### EXERCÍCIO
Pode reescrever os itens abaixo atualizando cada ocorrência de "one point per line" para "one point per row", sem mudar mais nada? Deixe as fotos fora da resposta.

### MATERIAL DE ENTRADA
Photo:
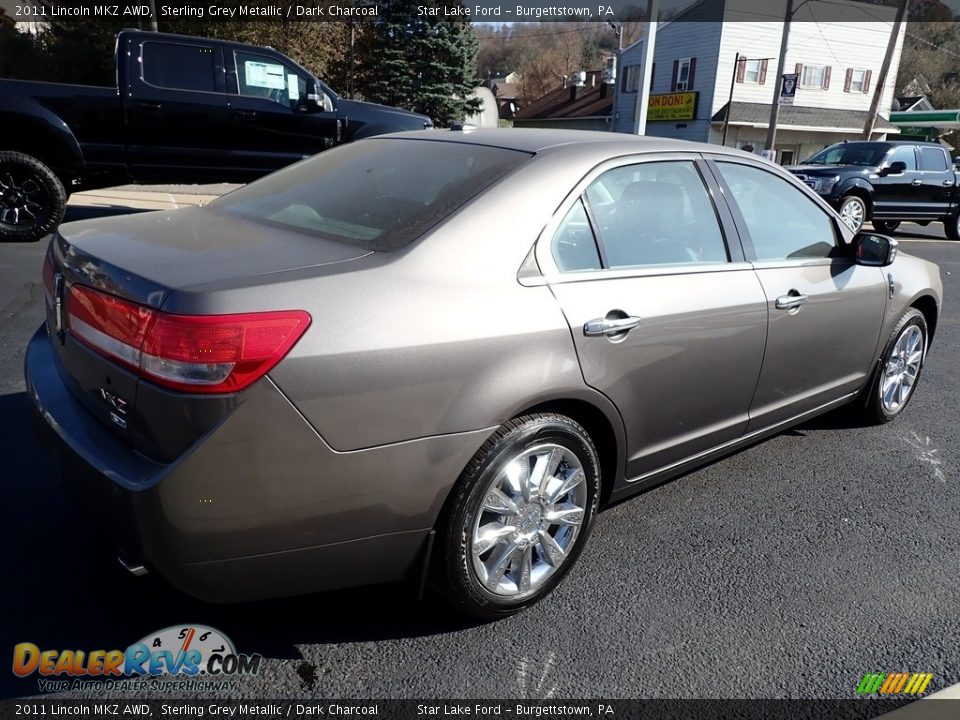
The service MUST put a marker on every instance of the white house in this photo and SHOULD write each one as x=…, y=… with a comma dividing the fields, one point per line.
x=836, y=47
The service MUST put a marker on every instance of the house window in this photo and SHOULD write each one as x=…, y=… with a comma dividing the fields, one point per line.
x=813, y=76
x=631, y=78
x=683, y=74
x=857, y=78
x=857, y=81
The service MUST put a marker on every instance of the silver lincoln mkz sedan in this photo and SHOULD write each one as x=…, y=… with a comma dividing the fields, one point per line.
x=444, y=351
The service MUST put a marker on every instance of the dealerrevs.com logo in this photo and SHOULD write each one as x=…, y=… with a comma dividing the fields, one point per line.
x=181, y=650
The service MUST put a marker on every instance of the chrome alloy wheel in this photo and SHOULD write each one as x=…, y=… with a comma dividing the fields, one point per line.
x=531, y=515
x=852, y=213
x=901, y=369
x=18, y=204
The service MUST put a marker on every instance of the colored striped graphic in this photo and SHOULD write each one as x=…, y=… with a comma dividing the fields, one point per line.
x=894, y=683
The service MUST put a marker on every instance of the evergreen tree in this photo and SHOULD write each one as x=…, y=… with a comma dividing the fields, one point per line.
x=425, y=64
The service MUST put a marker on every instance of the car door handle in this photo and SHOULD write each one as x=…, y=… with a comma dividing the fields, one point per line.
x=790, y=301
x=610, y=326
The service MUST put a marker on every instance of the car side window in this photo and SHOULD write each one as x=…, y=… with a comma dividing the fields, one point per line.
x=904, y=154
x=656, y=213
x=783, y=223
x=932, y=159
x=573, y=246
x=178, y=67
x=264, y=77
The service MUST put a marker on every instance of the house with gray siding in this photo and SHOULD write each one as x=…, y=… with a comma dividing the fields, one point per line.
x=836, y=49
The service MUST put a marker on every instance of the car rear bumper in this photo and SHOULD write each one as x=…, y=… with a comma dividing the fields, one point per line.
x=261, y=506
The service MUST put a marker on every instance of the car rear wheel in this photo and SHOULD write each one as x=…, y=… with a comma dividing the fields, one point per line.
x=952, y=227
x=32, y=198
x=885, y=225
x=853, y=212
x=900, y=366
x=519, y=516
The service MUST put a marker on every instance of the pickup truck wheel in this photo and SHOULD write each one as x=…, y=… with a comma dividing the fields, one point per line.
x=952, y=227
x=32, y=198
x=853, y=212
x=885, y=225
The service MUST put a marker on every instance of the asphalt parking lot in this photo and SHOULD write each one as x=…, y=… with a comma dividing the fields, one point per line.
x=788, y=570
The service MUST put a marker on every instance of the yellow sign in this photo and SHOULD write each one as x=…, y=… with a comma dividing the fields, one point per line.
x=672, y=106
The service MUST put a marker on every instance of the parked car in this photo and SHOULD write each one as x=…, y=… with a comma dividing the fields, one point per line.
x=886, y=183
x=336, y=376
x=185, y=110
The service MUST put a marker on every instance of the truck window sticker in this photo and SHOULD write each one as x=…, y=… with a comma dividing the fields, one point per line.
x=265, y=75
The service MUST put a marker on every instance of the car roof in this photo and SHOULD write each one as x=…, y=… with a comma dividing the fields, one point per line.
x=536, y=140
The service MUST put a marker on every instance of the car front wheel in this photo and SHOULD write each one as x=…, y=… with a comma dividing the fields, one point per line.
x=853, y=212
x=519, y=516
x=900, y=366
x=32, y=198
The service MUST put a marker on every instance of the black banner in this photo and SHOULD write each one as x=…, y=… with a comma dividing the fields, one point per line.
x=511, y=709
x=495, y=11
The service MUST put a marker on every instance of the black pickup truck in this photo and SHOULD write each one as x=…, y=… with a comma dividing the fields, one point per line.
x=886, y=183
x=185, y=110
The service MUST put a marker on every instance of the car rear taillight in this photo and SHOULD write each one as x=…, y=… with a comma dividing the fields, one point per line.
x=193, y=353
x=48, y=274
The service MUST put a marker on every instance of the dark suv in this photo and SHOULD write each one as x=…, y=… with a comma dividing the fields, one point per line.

### RESULTADO
Photo:
The service MUST put a marker on every instance of the white house in this photo and SHOULD write each one as x=…, y=… with a comma dividing the fields, one point per row.
x=836, y=47
The service MUST put a marker on every instance of the house window in this photo and SHOULD write each one as x=…, y=… with a comma dividing the fields, one point per row.
x=813, y=76
x=631, y=78
x=683, y=74
x=857, y=78
x=857, y=81
The service MUST put a marker on every instance of the silver lincoln mkz sedan in this photo and SHOULD write each one as x=…, y=… with a comma dividing the fields, one point per row.
x=444, y=351
The service MUST put a marker on every instance of the dealerrevs.com logo in this photo and SHOULD write each one as x=…, y=… with a comma dividing the fields, one point per row.
x=181, y=650
The service MUST put a marker on every instance of the chrome alloy wheel in this photo and SHOULD write each one as x=…, y=… with a comma dividing the fields, one point per row.
x=531, y=515
x=852, y=213
x=901, y=369
x=18, y=204
The service MUST put a marker on every instance of the colored striped graphic in this photo and SHOULD write each one as x=…, y=… with a comma dividing the fields, one point per row.
x=894, y=683
The service MUST put a marker on every instance of the evergreen tree in this photo and SHOULD write each one as x=…, y=… with a comma dividing the fields, one point per row.
x=425, y=64
The service MUST put a marker on every instance of the car door handle in this photo and SHOULD write each one as x=…, y=… with a comma dividing the fields, one point per row.
x=790, y=301
x=610, y=326
The service MUST put a marker on every instance of the car side window in this photo and SHOULD write each one as x=…, y=… with a comma dividing the fields, one point per row.
x=904, y=154
x=656, y=213
x=783, y=223
x=932, y=159
x=573, y=246
x=178, y=67
x=264, y=77
The service MUST put a marker on every instance of the house with gray siding in this photo and SHOULD write each one as x=…, y=… with a comma dividing the fields, one point per row.
x=836, y=49
The service MUST put a marker on every instance of the car rear bumper in this photo and SHOULD write each one as x=…, y=… with a comma dividing the fields, one point per row.
x=261, y=506
The service MUST put a marker on every instance of the car rear wheel in this photo and SHOULD write each one as x=…, y=… with a comma dividing the fields, one point per row.
x=952, y=227
x=32, y=198
x=885, y=225
x=853, y=212
x=900, y=366
x=519, y=516
The service MUST put a marker on every instance of the pickup truck wheel in this photo and SHOULD write each one as x=…, y=… with a comma dividing the fields, one point per row.
x=952, y=227
x=32, y=198
x=853, y=212
x=885, y=225
The service MUST put a marker on every instance of the asphalt parking lot in this photo and SHOULD write each one as x=…, y=… with a comma dividing the fields, one point per row.
x=788, y=570
The service MUST put a marker on every instance of the yellow sign in this photo and SHOULD write each one as x=…, y=… with a comma dividing the fields, one point per row.
x=672, y=106
The service MUST put a marker on every instance of the parked car in this photo and SHOULD write each one as x=…, y=… with a comma dividing the fields, one point per row.
x=886, y=183
x=336, y=376
x=185, y=110
The service MUST put a marker on every instance of the truck window sticker in this photo and SHOULD write each one as x=…, y=… with a comma dividing the fields, one point per row.
x=265, y=75
The service MUST put a marker on every instance of the car roof in this photo and SHOULD write each one as x=…, y=… with a comma dividing the fields, one point per row.
x=536, y=140
The service MUST put a marker on every instance of the car front wheel in this photo and SHOULD write each one as x=…, y=… with a comma dividing the fields, one point per row.
x=853, y=212
x=519, y=516
x=900, y=366
x=32, y=198
The service MUST put a marker on every instance of the black banner in this photo and SHOULD write each one as x=…, y=… with a comma dividing the fields, one point per row.
x=511, y=709
x=495, y=11
The service MUST put a marker on every instance of the black pickup truck in this photo and SHOULD write each one as x=…, y=… with a comma dividing the fields, one point per row.
x=886, y=183
x=185, y=110
The service MUST put a marker on every instance of the car rear taillight in this photo and SHOULD write each one as x=…, y=… with a comma dividing the fields, one point per row.
x=193, y=353
x=48, y=274
The service MUST put a marker on every instance of the dark suv in this photo and SHOULD write each one as x=…, y=… with a comma dividing the fields, one point per row.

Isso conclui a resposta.